Check your understanding ::
1) Answer these questions from the excerpt on hESC-derived products:
(a) Which three characteristics of undifferentiated hESCs does it list?
(b) Which two dosing methods does it compare for extrapolating animal doses to the planned clinical dose?
(c) Which three kinds of cells may make up the heterogenous populations in hESC-derived products?
2) In the excerpt on hESC-derived products, rewrite the passage starting with "INNAPROPRIATE DIFFERENTIATION/TUMORIGENICITY" and going on through "administered hESC-derived products?", substituting "tumors" for "teratomas".

INNAPROPRIATE DIFFERENTIATION/TUMORIGENICITY

 

Characteristics of undifferentiated hESCs include their proliferative potential, their ability to differentiate, and their capacity to form teratomas. Please discuss optimal study designs for preclinical assessment of inappropriate differentiation, including tumorigenic potential, of an investigational cellular product derived from undifferentiated hESCs. Please consider the following in your discussion:

 

Criteria for selection of clinically relevant animal species/models that support engraftment of the administered hESC cells, for example, optimal strategies for evaluating potential host (xeno) rejection of administered hESC-derived products?

 

Optimal site of cell implantation in the animals in order to obtain meaningful test results.

 

Appropriate study duration

 

Most appropriate dosing method, i.e. absolute undifferentiated hESC number vs. percentage of undifferentiated hESCs present in the product, to extrapolate cell doses tested in animals to planned clinical dose.

 

CHARACTERIZATION OF HESC DERIVED CELLULAR PREPARATIONS

 

Cellular products derived from hESCs may consist of heterogenous cell populations, some that are required for the intended effect, some that may be deleterious, and some that are inert. Thus, detailed characterization of hESC-derived cellular products with respect to identity and purity is important. The goal of product characterization is to establish the relationship between analytical test results used in product characterization and the outcomes for preclinical/clinical studies. Identification of the putative therapeutic as well as undesired cell subtypes present in a cellular preparation is essential in order to extrapolate doses in animals to humans accurately. Please consider the following:

 

Please discuss which product characteristics might be predictive of adverse events such as ectopic or inappropriate differentiation, including tumorigenesis or other undesired outcomes. Please include in your discussion the specificity and sensitivity of specific assays used to distinguish undifferentiated, appropriately differentiated, and inappropriately differentiated derivatives within a heterogenous cell preparation.

Data for analysis ::
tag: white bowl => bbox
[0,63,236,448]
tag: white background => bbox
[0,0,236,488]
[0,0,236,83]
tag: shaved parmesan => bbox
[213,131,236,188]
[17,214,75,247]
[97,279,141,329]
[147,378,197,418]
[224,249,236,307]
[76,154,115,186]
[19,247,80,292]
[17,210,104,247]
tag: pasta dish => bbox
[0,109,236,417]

==

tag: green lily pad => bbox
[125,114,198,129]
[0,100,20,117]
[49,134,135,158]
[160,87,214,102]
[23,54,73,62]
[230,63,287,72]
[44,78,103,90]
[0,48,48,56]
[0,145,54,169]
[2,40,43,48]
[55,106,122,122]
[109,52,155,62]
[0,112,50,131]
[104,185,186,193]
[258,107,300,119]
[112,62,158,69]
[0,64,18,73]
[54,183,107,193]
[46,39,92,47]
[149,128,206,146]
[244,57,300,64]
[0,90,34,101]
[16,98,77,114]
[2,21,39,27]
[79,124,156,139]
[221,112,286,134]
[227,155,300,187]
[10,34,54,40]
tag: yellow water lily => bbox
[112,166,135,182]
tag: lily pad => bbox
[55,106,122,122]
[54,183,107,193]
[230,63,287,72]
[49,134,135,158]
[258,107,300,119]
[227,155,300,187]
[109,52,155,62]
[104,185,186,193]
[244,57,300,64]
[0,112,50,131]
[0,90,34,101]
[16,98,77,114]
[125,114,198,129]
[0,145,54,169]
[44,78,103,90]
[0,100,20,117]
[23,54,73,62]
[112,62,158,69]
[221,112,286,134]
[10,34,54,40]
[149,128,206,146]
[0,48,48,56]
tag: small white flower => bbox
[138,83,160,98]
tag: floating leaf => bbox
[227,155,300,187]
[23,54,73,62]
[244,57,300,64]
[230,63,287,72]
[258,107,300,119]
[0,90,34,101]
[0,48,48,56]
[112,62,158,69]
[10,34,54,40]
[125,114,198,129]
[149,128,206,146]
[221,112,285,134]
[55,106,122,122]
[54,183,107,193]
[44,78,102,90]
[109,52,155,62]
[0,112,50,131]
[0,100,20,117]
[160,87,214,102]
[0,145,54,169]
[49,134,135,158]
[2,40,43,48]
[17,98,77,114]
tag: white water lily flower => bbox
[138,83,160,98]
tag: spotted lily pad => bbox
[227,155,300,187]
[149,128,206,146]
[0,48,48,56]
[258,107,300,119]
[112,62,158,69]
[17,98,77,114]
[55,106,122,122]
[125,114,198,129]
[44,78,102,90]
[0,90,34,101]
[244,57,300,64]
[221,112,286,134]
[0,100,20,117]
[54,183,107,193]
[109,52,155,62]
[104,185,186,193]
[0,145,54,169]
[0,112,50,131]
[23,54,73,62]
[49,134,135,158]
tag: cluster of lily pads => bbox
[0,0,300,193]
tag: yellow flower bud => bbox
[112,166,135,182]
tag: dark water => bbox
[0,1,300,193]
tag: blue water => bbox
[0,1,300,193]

--

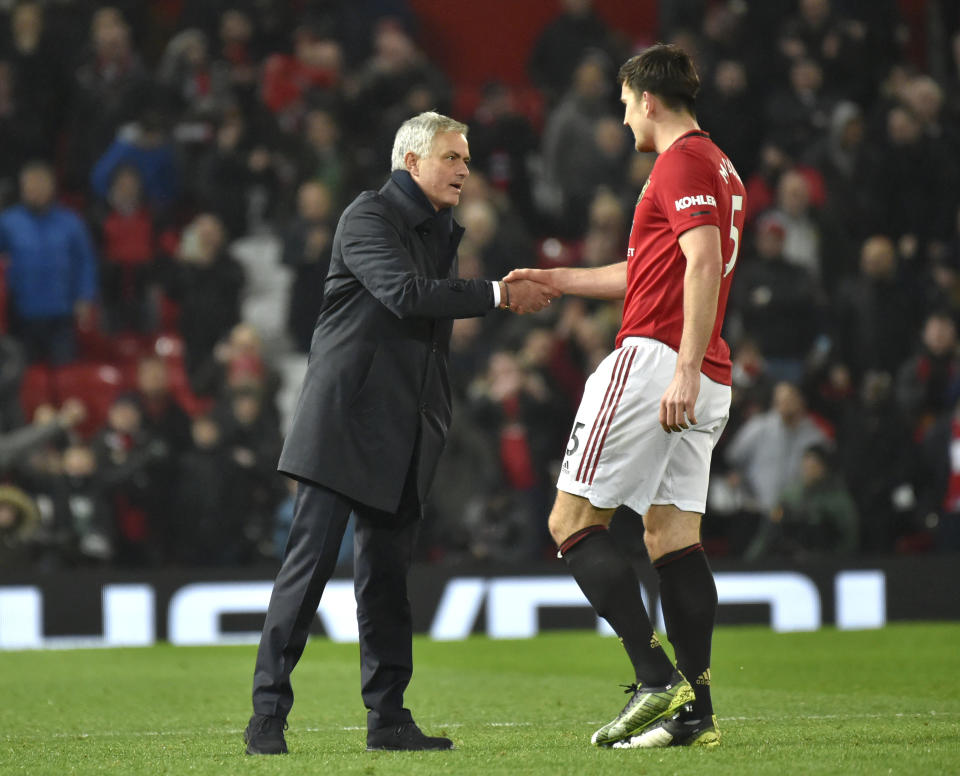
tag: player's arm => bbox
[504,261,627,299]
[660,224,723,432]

Answers ::
1)
(a) Their proliferative potential, their ability to differentiate, and their capacity to form teratomas.
(b) Absolute undifferentiated hESC number and the percentage of undifferentiated hESCs present in the product.
(c) Cells that are required for the intended effect, cells that may be deleterious, and cells that are inert.

2)
INNAPROPRIATE DIFFERENTIATION/TUMORIGENICITY

 

Characteristics of undifferentiated hESCs include their proliferative potential, their ability to differentiate, and their capacity to form tumors. Please discuss optimal study designs for preclinical assessment of inappropriate differentiation, including tumorigenic potential, of an investigational cellular product derived from undifferentiated hESCs. Please consider the following in your discussion:

 

Criteria for selection of clinically relevant animal species/models that support engraftment of the administered hESC cells, for example, optimal strategies for evaluating potential host (xeno) rejection of administered hESC-derived products?